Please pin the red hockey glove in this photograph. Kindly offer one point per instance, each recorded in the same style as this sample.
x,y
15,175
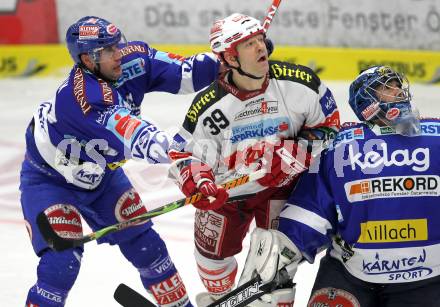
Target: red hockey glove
x,y
284,161
198,177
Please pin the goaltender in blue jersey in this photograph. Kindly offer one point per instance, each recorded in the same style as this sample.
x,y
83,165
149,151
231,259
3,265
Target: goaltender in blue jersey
x,y
76,143
372,201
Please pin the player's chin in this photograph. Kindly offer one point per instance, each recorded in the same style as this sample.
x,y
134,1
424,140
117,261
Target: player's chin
x,y
117,73
263,66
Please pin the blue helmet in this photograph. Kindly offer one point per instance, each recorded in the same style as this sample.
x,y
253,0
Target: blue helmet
x,y
381,95
90,34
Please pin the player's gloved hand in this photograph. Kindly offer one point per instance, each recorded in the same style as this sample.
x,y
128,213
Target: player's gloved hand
x,y
269,46
284,161
198,177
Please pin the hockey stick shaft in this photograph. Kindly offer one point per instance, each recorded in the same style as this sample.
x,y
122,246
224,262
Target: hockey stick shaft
x,y
128,297
58,243
271,14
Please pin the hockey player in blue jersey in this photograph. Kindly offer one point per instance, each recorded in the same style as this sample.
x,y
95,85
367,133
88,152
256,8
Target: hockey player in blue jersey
x,y
76,143
372,200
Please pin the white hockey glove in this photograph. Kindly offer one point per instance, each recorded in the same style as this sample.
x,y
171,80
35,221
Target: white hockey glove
x,y
269,252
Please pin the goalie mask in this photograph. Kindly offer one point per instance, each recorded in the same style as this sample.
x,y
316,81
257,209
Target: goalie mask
x,y
381,96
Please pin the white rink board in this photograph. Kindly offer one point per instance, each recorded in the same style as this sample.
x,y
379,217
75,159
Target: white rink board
x,y
393,24
103,267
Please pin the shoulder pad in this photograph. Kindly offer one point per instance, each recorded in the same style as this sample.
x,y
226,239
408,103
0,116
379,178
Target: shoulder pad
x,y
201,102
135,47
90,92
295,73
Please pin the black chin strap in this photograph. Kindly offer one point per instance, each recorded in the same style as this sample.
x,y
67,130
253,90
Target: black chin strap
x,y
240,71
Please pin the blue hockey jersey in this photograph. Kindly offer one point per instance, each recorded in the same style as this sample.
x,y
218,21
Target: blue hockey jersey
x,y
92,126
373,198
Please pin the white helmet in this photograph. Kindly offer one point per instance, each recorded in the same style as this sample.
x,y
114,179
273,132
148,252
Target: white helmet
x,y
227,33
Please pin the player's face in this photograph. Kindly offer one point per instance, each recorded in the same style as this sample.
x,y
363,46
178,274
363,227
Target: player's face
x,y
110,62
390,92
253,57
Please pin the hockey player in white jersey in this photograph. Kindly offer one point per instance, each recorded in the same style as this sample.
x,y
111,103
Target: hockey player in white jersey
x,y
372,200
253,117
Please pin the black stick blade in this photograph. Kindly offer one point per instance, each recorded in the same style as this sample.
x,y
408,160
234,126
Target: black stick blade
x,y
127,297
52,239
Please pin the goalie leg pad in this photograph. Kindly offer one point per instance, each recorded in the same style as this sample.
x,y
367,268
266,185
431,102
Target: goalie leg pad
x,y
57,272
148,253
218,276
270,251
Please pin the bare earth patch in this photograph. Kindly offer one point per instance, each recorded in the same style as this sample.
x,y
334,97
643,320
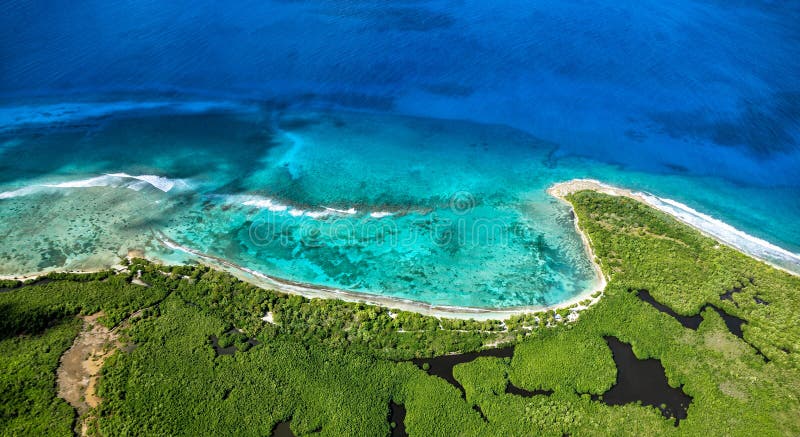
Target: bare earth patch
x,y
80,366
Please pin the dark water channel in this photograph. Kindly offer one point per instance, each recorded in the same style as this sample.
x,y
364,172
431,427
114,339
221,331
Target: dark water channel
x,y
443,366
230,350
397,416
282,429
643,381
733,323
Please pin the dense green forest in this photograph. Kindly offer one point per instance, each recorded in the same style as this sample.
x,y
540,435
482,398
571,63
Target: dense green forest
x,y
332,367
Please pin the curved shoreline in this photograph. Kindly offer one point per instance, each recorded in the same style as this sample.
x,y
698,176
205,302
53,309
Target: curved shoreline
x,y
718,230
454,312
705,224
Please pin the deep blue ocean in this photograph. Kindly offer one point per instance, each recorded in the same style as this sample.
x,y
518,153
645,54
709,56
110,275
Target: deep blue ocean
x,y
288,119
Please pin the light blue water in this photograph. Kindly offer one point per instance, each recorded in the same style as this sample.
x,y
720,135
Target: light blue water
x,y
249,108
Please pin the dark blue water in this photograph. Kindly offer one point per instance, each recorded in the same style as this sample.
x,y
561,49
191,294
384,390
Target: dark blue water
x,y
698,101
705,87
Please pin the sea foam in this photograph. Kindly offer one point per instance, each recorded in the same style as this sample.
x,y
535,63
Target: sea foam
x,y
724,232
113,180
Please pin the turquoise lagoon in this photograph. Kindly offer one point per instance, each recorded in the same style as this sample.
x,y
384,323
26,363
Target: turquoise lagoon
x,y
440,212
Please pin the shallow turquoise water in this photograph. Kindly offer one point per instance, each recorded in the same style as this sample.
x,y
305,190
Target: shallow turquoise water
x,y
437,211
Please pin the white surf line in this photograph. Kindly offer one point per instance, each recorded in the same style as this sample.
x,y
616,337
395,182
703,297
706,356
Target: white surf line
x,y
442,311
754,247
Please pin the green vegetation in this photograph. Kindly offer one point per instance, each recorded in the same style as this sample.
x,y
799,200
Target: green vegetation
x,y
333,367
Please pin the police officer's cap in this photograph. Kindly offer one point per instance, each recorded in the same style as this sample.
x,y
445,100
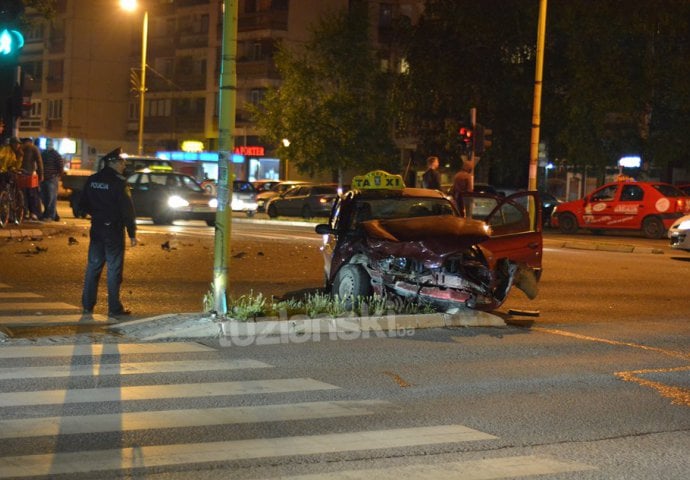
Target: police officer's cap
x,y
114,156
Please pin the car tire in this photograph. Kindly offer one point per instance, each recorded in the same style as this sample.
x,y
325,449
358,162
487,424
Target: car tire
x,y
351,282
653,227
567,223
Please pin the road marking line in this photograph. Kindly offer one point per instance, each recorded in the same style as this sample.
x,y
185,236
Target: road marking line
x,y
40,320
149,392
678,395
128,421
36,306
32,351
670,353
98,369
484,469
181,454
5,295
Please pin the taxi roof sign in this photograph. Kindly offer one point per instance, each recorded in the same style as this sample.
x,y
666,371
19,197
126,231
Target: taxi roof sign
x,y
378,180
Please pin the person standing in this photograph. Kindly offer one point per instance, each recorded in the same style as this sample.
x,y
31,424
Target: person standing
x,y
32,164
463,182
53,165
432,178
107,199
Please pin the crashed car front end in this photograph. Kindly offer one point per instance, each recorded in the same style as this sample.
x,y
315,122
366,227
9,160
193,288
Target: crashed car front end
x,y
435,260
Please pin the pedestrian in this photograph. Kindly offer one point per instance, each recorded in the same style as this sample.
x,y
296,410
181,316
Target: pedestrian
x,y
53,165
432,178
463,182
32,172
107,199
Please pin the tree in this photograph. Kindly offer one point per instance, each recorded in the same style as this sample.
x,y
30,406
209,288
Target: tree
x,y
332,104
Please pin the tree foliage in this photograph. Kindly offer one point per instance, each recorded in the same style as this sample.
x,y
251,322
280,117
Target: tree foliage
x,y
614,80
332,104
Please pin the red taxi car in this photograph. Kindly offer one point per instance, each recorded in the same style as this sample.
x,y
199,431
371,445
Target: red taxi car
x,y
383,237
647,206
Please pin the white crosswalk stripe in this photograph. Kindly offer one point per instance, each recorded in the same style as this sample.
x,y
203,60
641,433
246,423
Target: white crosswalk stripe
x,y
108,363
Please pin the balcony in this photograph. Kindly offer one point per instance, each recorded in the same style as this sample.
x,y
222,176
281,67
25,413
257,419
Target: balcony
x,y
271,20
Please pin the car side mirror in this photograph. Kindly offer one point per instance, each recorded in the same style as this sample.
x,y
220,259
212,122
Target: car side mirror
x,y
323,229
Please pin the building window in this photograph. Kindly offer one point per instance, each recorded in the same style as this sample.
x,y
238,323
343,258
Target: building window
x,y
385,15
55,70
54,109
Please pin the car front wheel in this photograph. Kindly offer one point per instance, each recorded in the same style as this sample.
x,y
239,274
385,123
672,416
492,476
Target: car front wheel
x,y
653,227
567,223
351,282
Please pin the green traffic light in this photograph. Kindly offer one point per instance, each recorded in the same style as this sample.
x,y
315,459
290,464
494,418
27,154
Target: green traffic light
x,y
10,42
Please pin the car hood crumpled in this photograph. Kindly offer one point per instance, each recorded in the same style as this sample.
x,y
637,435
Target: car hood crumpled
x,y
427,239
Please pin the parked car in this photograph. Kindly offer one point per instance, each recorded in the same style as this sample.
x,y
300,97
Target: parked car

+ + + + + + +

Your instructions: I need every line of the material that includes "parked", so please copy them out.

Answer to this problem:
Please pin the parked car in this photograph. Kindly offer one point per instance, each recorded in the same style as this sample.
Target: parked car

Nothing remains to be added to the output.